Language of document : ECLI:EU:C:2016:970

Joined Cases C203/15 and C698/15

Tele2 Sverige AB
v
Post- och telestyrelsen

and

Secretary of State for the Home Department
v
Tom Watson and Others

(Requests for a preliminary ruling from the Kammarrätten i Stockholm and the Court of Appeal (England & Wales) (Civil Division))

(Reference for a preliminary ruling — Electronic communications — Processing of personal data — Confidentiality of electronic communications — Protection — Directive 2002/58/EC — Articles 5, 6 and 9 and Article 15(1) — Charter of Fundamental Rights of the European Union — Articles 7, 8 and 11 and Article 52(1) — National legislation — Providers of electronic communications services — Obligation relating to the general and indiscriminate retention of traffic and location data — National authorities — Access to data — No prior review by a court or independent administrative authority — Compatibility with EU law)

..........

Tasks and exercises
[A] Revise the judgment heading by reproducing everything from "Tele2 Sverige AB" down to "Wales) (Civil Division))", with "Requests for a preliminary ruling" changed to "References for a preliminary ruling".
[B] Write the next part of the judgment heading, picking up after its final line.

Data section

..........

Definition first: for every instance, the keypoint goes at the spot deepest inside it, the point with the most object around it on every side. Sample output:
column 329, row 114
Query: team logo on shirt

..........

Exercise answers
[A]
Tele2 Sverige AB
v
Post- och telestyrelsen

and

Secretary of State for the Home Department
v
Tom Watson and Others

(References for a preliminary ruling from the Kammarrätten i Stockholm and the Court of Appeal (England & Wales) (Civil Division))

[B]
Summary — Judgment of the Court (Grand Chamber), 21 December 2016

1.        Approximation of laws — Telecommunications sector — Processing of personal data and the protection of privacy in the electronic communications sector — Directive 2002/58 — Right of Member States to restrict the scope of certain rights and obligations — Scope — Legislative measure requiring providers of electronic communications services to retain traffic and location data of users — Included

(European Parliament and Council Directive 2002/58, as amended by Directive 2009/136, Arts 5(1) and 15(1))

2.        Approximation of laws — Telecommunications sector — Processing of personal data and the protection of privacy in the electronic communications sector — Directive 2002/58 — Right of Member States to restrict the scope of certain rights and obligations — Restrictive interpretation — Grounds capable of justifying adoption of a restriction — Exhaustive nature

(European Parliament and Council Directive 2002/58, as amended by Directive 2009/136, Arts 5(1) and 15(1))

3.        Approximation of laws — Telecommunications sector — Processing of personal data and the protection of privacy in the electronic communications sector — Directive 2002/58 — Right of Member States to restrict the scope of certain rights and obligations — National legislation providing for general and indiscriminate retention of traffic and location data of users, for the purpose of fighting crime — Not permissible — Serious interference in the rights to respect for privacy, the protection of personal data and freedom of expression

(Charter of Fundamental Rights of the European Union, Arts 7, 8, 11 and 52(1); European Parliament and Council Directive 2002/58, as amended by Directive 2009/136, Art. 15(1))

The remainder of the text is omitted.